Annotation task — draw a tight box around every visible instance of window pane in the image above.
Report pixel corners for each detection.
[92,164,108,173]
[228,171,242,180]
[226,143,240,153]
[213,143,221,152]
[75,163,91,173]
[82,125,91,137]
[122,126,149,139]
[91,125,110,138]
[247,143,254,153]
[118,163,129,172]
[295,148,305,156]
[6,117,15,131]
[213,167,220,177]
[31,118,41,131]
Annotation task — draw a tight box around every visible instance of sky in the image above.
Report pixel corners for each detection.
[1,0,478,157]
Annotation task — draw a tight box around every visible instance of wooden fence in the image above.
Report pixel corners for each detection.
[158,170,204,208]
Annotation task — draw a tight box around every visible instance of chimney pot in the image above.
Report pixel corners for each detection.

○ ○ ○ ○ ○

For the listing above, state how many lines include the word "instance", and give only the number.

4